Editor's note: This is part two of a blog post on Heat Loss to The Ground by Marc Rosenbaum. If you missed part one, you can get it here.

The THERM model also can yield an assembly U factor. In the case modeled, the assembly U factor is 0.36 BTU/hr-˚F per lineal foot of perimeter of the foundation. If the basement had 120 lineal feet of perimeter, the heat loss coefficient of the foundation would be 43 BTU/hr-˚F. At 68˚F inside and 5˚F outside, the heat loss is 43 BTU/hr-˚F x (68-5)˚F = 2,924 BTU/hr. If 5˚F is the design heating temperature of the location, this represents an estimate of the peak heat loss of the basement.

Annual heat loss of this basement can be estimated by using heating degree days (HDD). For Boston, the annual heat load of the basement is 43 BTU/hr-˚F x 5,650 HDD x 24 hr/day = 5.83 million BTU/yr.

How about a quick reality check? Let’s assume the temperature below the slab is 50˚F and the average temperature against the foundation wall is 35˚F. Our basement is 24 ft x 36 ft. Doing the math, we get a heat loss of 2,161 BTU/hr, 26% below what we calculated using the U factor THERM gave us. We’re in the same ballpark.

In my heat loss calculations I only take the time to do the THERM modeling if the situation is unusual, or more often, to compare the U factors that result from trying different insulation strategies. Baked into my spreadsheet-based heat loss and energy modeling calculators are algorithms that were published a long time ago in the Passive Solar Design Handbooks by the Los Alamos National Lab. For a heated basement, the calculation is: Heat flow (BTU/hr) = 10.67 x Perimeter (ft) x ∆T (˚F) / (R + 8), where R is the thermal resistance of the foundation wall. Note there is no specified R value for the sub-slab – I assume it to be a minimum of half of the basement wall R value.

For the example we worked in THERM, the heat loss is 10.67 x 120 ft x (68-5)˚F / (24+8) = 2,520 BTU/hr. This is 14% lower than the value we calculated in THERM, and 17% above the value we calculated with the simple 1D model assuming the soil temperatures. That 14% is about 400 BTU/hr, or the equivalent of 6 CFM of infiltration. Estimating infiltration to within 6 CFM is a trick, so I think this is a pretty good method of estimating ground heat loss.

The Los Alamos method for a slab on grade is similar: Heat flow (BTU/hr) = 4.17 x Perimeter (ft) x ∆T (˚F) / (R + 5) I use the R value of the perimeter insulation on the frost wall, or if it is a floating slab, the R value of the first few feet of sub-slab insulation. Slab foundations can be trickier in real life too, because it is often difficult to get full insulation value at the actual slab edge. Also, insulation levels can be traded off between perimeter and sub-slab, which is where THERM comes in handy.
★ ★ ★ ★
• Objective 1:
Give every distinct temperature in degrees Fahrenheit that the post on ground heat loss states, and say what each one describes.
• Objective 2:
Retype the passage of the post on ground heat loss from "Editor's note: This" to "of the basement.".
• Objective 3:
Turn the paragraph of the post on ground heat loss that begins "In my heat loss calculations" into a short bulleted list that keeps its main facts.
★ ★ ★ ★
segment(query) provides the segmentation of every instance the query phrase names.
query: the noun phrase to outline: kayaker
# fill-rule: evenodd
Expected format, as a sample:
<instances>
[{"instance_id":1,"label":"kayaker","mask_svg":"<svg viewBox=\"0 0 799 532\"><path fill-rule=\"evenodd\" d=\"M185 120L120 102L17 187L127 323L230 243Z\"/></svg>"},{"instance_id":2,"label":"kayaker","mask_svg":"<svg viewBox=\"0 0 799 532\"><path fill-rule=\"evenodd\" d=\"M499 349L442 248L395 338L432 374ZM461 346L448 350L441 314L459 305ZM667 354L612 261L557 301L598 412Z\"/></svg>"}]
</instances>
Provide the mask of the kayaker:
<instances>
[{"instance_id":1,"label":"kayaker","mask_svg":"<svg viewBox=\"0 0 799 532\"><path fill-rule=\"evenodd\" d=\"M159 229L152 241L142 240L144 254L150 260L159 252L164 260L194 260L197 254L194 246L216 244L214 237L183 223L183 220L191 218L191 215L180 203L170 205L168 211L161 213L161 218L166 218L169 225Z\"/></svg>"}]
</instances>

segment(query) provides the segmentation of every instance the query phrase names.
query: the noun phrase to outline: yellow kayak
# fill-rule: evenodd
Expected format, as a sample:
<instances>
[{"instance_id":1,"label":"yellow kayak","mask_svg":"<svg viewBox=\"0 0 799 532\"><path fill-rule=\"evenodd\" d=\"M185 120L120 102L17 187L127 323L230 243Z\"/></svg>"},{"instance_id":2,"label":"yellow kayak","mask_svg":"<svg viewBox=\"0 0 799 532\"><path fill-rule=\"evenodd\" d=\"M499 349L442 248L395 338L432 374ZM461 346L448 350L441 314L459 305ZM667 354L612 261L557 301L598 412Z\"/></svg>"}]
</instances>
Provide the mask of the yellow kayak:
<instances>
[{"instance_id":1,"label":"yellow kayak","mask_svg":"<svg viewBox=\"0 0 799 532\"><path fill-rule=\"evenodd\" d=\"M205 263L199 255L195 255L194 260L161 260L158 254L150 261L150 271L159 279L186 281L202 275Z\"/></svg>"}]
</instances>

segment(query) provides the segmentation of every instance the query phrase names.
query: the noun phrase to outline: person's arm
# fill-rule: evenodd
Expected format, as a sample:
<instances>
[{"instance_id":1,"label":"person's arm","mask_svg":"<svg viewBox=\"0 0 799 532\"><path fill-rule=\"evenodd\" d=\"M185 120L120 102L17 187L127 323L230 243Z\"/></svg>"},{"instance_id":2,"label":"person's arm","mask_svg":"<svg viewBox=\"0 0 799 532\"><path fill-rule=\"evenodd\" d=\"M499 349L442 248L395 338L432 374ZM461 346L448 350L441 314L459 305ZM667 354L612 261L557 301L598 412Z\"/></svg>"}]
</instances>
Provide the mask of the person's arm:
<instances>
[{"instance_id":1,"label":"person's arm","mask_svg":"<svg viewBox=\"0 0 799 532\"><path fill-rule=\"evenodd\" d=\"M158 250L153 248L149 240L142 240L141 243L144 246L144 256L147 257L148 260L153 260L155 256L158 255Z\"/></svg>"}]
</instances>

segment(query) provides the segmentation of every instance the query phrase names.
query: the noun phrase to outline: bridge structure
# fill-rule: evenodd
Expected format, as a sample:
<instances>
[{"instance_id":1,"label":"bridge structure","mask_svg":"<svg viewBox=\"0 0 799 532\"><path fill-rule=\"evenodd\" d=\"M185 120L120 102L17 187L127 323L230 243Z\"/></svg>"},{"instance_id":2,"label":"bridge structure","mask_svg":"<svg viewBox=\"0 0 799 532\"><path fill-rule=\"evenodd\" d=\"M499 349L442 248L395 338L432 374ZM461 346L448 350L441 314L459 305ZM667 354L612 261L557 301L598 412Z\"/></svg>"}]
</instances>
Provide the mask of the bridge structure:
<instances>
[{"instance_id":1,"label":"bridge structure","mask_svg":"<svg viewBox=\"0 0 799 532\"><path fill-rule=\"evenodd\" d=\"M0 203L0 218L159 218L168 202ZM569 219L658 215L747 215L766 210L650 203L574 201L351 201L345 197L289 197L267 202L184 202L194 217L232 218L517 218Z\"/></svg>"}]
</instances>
★ ★ ★ ★
• Exercise result 1:
- 68˚F: the inside temperature
- 5˚F: the outside temperature, taken as the design heating temperature of the location
- 50˚F: the assumed temperature below the slab
- 35˚F: the assumed average temperature against the foundation wall

• Exercise result 2:
Editor's note: This is part two of a blog post on Heat Loss to The Ground by Marc Rosenbaum. If you missed part one, you can get it here.

The THERM model also can yield an assembly U factor. In the case modeled, the assembly U factor is 0.36 BTU/hr-˚F per lineal foot of perimeter of the foundation. If the basement had 120 lineal feet of perimeter, the heat loss coefficient of the foundation would be 43 BTU/hr-˚F. At 68˚F inside and 5˚F outside, the heat loss is 43 BTU/hr-˚F x (68-5)˚F = 2,924 BTU/hr. If 5˚F is the design heating temperature of the location, this represents an estimate of the peak heat loss of the basement.

• Exercise result 3:
- THERM modeling is used only when the situation is unusual, or more often to compare U factors from different insulation strategies.
- The spreadsheet-based heat loss and energy modeling calculators use algorithms published long ago by the Los Alamos National Lab in the Passive Solar Design Handbooks.
- For a heated basement: Heat flow (BTU/hr) = 10.67 x Perimeter (ft) x ∆T (˚F) / (R + 8), where R is the thermal resistance of the foundation wall.
- No R value is specified for the sub-slab; it is assumed to be at least half the basement wall R value.